Assigned task:
Please report how many lines in the data underneath hold the word "rough", with no other text.

Excerpts from a dataset
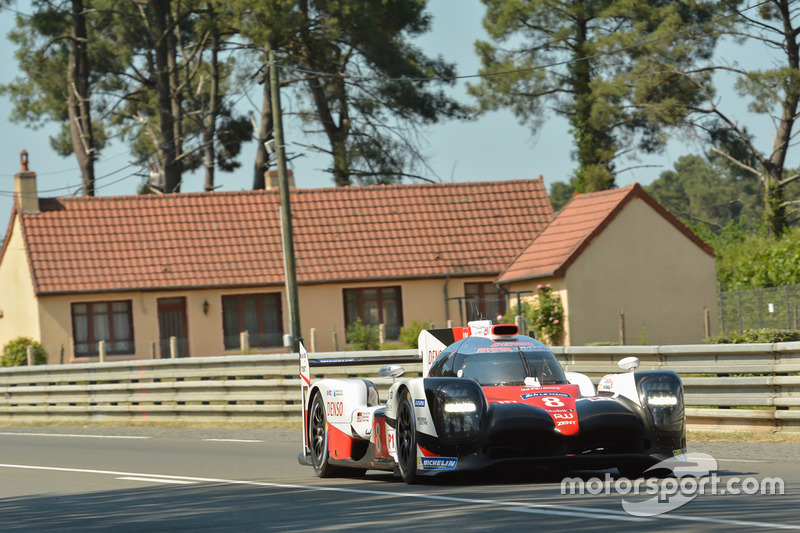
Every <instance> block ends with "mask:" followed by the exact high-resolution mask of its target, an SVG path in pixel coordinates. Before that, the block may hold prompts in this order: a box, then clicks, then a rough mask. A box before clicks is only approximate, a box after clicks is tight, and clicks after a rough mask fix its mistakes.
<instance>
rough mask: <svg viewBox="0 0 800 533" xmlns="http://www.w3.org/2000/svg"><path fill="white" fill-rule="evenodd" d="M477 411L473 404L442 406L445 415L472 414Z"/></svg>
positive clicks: (452, 403)
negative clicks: (448, 414) (455, 414)
mask: <svg viewBox="0 0 800 533" xmlns="http://www.w3.org/2000/svg"><path fill="white" fill-rule="evenodd" d="M477 410H478V406H477V405H475V403H474V402H447V403H446V404H444V412H445V413H473V412H475V411H477Z"/></svg>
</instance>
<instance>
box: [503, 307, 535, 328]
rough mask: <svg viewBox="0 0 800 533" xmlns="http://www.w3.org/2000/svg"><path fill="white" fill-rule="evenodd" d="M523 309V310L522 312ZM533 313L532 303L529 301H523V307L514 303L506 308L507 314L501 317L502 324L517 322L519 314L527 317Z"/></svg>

Finished task:
3